Gorleben: Ohne Endlager keine Atomenergie

"Merkel und Röttgen machen da weiter, wo Helmut Kohl und Merkel aufgehört haben", sagt die SPD-Obfrau im Gorleben-Untersuchungsausschuss, Ute Vogt. Grüne und SPD sind überzeugt, dass Gorleben nur aus politischen Gründen weiter erkundet wird.

Berlin - Zwar ist von der ursprünglichen Planung der umstrittenen Erkundung des Gorlebener Salzstocks als atomares Endlager kaum noch etwas übrig. Doch an den Zwängen, die den Konflikt seit 30 Jahren befeuert haben, hat sich nahezu nichts geändert. Das ist das Fazit, das die beiden grünen Bundestagsabgeordneten Sylvia Kotting-Uhl und Dorothea Steiner nach acht Monaten Arbeit im Gorleben-Untersuchungsausschuss ziehen.

■ **Aufgaben**:
- A) Prüfen Sie, ob die folgenden Aussagen mit dem Auszug über Gorleben übereinstimmen, und beantworten Sie jede mit Ja oder Nein samt wörtlichem Zitat der entscheidenden Stelle. (i) Ute Vogt ist die SPD-Obfrau im Gorleben-Untersuchungsausschuss. (ii) An den Zwängen, die den Konflikt befeuert haben, hat sich viel geändert. (iii) Kotting-Uhl und Steiner ziehen ihr Fazit nach zwölf Monaten Arbeit im Ausschuss.
- B) Knüpfen Sie an den Auszug über Gorleben an und setzen Sie ihn nach seinem letzten Satz fort.

■ **Datensätze**:
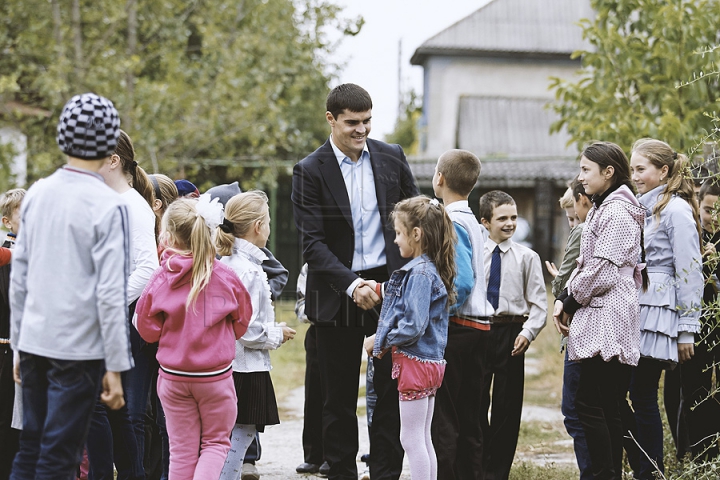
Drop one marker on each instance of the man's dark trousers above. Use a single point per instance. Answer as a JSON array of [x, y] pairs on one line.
[[339, 351], [456, 428], [312, 418], [507, 375]]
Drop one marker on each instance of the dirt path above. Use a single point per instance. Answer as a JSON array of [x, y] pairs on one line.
[[282, 444]]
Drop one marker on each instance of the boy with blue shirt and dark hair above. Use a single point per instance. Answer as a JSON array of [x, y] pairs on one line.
[[456, 428], [516, 290], [10, 203], [68, 292]]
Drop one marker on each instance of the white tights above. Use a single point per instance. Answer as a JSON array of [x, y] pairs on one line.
[[242, 437], [415, 421]]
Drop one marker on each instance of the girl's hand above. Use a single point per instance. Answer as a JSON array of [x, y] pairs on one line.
[[368, 344], [383, 352], [560, 319], [288, 333], [685, 351], [552, 269], [520, 347]]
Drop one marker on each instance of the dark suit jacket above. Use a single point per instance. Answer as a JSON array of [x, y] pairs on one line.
[[321, 207], [4, 299]]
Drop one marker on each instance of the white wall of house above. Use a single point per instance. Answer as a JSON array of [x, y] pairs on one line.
[[16, 138], [448, 78]]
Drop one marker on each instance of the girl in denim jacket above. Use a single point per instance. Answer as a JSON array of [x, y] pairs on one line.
[[414, 321]]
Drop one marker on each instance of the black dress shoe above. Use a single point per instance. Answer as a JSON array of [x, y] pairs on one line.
[[308, 468]]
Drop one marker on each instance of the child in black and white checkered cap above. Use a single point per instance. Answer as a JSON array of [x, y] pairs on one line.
[[68, 294]]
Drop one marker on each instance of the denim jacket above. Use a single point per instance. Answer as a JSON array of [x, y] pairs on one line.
[[414, 315]]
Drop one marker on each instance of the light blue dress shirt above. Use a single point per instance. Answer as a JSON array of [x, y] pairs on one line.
[[360, 184]]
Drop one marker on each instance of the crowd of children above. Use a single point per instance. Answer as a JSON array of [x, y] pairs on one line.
[[159, 299]]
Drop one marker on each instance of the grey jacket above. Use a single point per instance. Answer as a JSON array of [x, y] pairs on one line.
[[68, 285]]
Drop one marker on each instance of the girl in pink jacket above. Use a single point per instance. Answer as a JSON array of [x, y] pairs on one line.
[[196, 308], [602, 300]]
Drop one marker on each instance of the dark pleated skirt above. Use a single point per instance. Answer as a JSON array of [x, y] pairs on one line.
[[256, 399]]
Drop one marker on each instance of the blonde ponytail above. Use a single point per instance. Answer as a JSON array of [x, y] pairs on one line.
[[438, 236], [679, 183], [242, 212]]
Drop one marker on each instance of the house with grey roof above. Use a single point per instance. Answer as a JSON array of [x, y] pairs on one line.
[[486, 89]]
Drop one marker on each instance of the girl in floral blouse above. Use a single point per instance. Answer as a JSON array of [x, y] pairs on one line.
[[602, 300]]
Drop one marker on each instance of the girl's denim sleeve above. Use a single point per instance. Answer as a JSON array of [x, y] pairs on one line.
[[465, 277], [412, 321]]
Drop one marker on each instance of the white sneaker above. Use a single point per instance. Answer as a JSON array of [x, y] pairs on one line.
[[249, 472]]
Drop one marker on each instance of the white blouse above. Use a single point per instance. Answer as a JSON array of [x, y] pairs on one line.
[[143, 256], [251, 351]]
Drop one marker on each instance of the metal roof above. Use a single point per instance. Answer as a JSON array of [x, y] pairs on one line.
[[516, 172], [507, 126], [544, 28]]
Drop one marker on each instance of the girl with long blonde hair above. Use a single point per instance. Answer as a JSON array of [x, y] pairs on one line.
[[414, 321], [196, 308]]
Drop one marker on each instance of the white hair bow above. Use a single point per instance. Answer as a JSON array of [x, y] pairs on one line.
[[210, 210]]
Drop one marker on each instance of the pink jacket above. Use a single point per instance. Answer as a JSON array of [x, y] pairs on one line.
[[605, 282], [196, 343]]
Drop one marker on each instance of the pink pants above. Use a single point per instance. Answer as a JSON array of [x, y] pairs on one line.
[[199, 417]]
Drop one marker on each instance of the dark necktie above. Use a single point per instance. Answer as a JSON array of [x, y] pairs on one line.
[[494, 281]]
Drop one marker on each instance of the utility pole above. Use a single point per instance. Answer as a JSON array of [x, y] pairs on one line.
[[400, 99]]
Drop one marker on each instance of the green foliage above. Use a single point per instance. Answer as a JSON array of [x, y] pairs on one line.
[[229, 80], [405, 133], [641, 52], [7, 153]]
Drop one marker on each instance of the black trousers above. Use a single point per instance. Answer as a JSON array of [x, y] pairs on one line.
[[312, 418], [702, 410], [677, 420], [9, 437], [507, 376], [601, 394], [456, 428], [339, 350]]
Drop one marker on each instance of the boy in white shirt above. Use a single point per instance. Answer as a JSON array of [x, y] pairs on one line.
[[516, 290]]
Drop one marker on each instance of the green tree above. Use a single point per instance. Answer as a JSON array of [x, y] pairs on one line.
[[645, 74], [202, 86]]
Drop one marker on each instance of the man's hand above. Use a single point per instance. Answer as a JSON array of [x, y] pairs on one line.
[[369, 344], [561, 319], [16, 373], [552, 269], [288, 333], [365, 296], [112, 394], [685, 351], [521, 344]]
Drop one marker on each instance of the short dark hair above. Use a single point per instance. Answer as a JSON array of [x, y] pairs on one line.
[[490, 201], [461, 170], [710, 187], [348, 96], [607, 154], [578, 189]]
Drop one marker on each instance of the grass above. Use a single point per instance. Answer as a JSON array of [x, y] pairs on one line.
[[288, 372]]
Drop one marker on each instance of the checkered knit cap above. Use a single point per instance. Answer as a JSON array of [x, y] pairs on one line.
[[89, 127]]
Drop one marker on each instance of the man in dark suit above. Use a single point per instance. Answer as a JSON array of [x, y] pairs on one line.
[[342, 195]]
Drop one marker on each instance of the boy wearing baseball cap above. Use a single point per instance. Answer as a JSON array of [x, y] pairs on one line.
[[68, 295]]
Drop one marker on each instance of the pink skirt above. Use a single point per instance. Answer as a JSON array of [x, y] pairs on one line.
[[416, 379]]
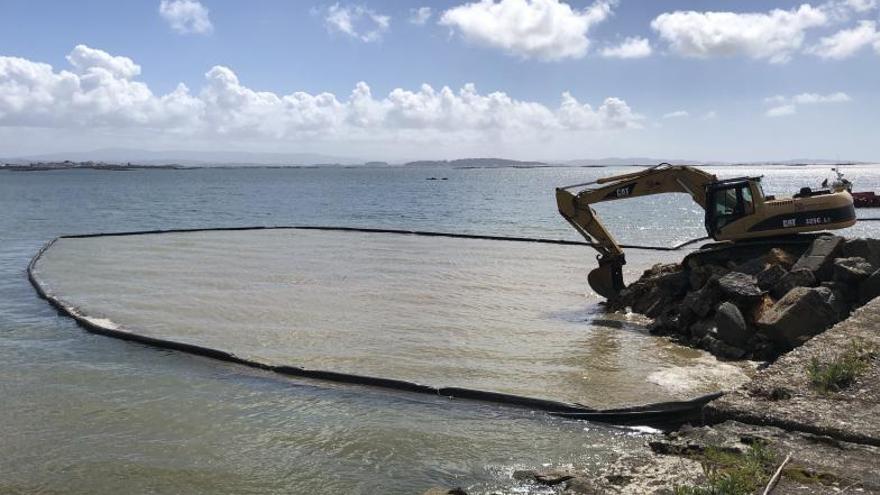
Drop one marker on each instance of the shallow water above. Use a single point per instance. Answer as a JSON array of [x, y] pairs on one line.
[[492, 315], [88, 414]]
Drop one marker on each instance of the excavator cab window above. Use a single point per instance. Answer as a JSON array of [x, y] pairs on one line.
[[728, 202]]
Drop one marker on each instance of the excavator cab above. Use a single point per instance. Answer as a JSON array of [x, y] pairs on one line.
[[730, 200], [736, 210]]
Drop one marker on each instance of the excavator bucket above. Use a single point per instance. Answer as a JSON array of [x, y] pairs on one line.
[[607, 280]]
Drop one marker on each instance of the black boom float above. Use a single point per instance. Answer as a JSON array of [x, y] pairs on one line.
[[664, 415]]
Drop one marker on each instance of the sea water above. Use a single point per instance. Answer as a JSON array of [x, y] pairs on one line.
[[84, 413]]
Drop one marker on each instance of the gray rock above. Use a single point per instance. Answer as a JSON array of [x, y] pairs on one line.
[[851, 270], [800, 277], [819, 257], [721, 349], [802, 313], [699, 275], [524, 475], [665, 324], [840, 296], [870, 288], [702, 328], [869, 249], [580, 486], [703, 301], [732, 327], [553, 477], [781, 257], [752, 267], [770, 276], [739, 287]]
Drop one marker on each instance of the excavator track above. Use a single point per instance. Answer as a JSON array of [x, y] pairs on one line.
[[740, 251]]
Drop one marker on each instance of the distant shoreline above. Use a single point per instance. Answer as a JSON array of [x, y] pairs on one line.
[[464, 164]]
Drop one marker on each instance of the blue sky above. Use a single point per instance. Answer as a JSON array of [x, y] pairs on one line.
[[746, 81]]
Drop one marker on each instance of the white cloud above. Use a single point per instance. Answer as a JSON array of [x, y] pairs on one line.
[[542, 29], [784, 105], [357, 22], [85, 59], [810, 98], [420, 15], [847, 42], [101, 93], [771, 36], [676, 114], [862, 5], [843, 10], [630, 48], [186, 16], [781, 110]]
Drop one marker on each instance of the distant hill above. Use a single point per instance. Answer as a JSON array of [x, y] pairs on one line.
[[478, 163], [190, 158], [632, 161]]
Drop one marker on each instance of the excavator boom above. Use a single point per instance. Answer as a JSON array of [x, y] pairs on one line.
[[574, 205], [736, 210]]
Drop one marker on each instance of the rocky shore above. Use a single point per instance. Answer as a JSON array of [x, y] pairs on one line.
[[757, 302], [808, 423]]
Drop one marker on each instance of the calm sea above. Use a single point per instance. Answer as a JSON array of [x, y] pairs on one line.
[[89, 414]]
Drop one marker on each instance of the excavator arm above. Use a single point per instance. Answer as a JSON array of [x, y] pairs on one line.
[[574, 205]]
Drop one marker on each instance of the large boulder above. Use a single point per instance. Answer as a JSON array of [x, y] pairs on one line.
[[700, 303], [797, 277], [802, 313], [700, 329], [851, 270], [869, 249], [740, 288], [840, 297], [820, 256], [699, 275], [732, 327], [779, 257], [770, 276], [720, 348], [870, 288]]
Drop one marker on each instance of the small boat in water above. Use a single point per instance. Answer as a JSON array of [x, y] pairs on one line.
[[867, 199]]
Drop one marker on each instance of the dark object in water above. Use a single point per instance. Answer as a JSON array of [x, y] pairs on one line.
[[866, 199], [662, 415]]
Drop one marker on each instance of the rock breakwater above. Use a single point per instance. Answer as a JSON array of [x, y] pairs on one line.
[[759, 300]]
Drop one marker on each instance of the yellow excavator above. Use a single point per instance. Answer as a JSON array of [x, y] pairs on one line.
[[736, 210]]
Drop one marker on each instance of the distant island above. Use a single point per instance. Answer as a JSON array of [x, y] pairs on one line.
[[67, 165], [35, 165]]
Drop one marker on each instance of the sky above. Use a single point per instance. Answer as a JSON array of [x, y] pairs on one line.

■ **Lösungen**:
- A)
(i) Ja: „sagt die SPD-Obfrau im Gorleben-Untersuchungsausschuss, Ute Vogt“
(ii) Nein: „hat sich nahezu nichts geändert“
(iii) Nein: „nach acht Monaten Arbeit im Gorleben-Untersuchungsausschuss“

- B)
Sylvia Kotting-Uhl sieht im sogenannten Entsorgungsnachweis den  Hauptgrund dafür, warum in Gorleben „eine falsche Entscheidung nach der anderen“ getroffen worden sei. Seit 1977 wurde der Neubau von Atomkraftwerken an Fortschritte bei Erkundung und Erschließung eines Endlagers gekoppelt. Doch schon ein Jahr später endete die Einlagerung im Skandal-Endlager Asse. Mindestens drei große Atomkraftwerke – Brokdorf, Lingen und Neckarwestheim – hatten damals noch keine Betriebsgenehmigung, gleichzeitig versank die Atomindustrie im Müll. Es musste also schnell ein Endlager oder zumindest ein Standort her. Und da Niedersachsen nicht bereit war, die von der bundeseigenen Wiederaufarbeitungsfirma Kewa vorgeschlagenen Standorte Wahn, Lichtenhorst oder Lutterloh zu akzeptieren und stattdessen Gorleben vorschlug, blieb dem Bund wenig anderes übrig, als zuzustimmen. 1977 wurde Gorleben, im Wendland an der DDR-Grenze gelegen, zum Endlagerstandort.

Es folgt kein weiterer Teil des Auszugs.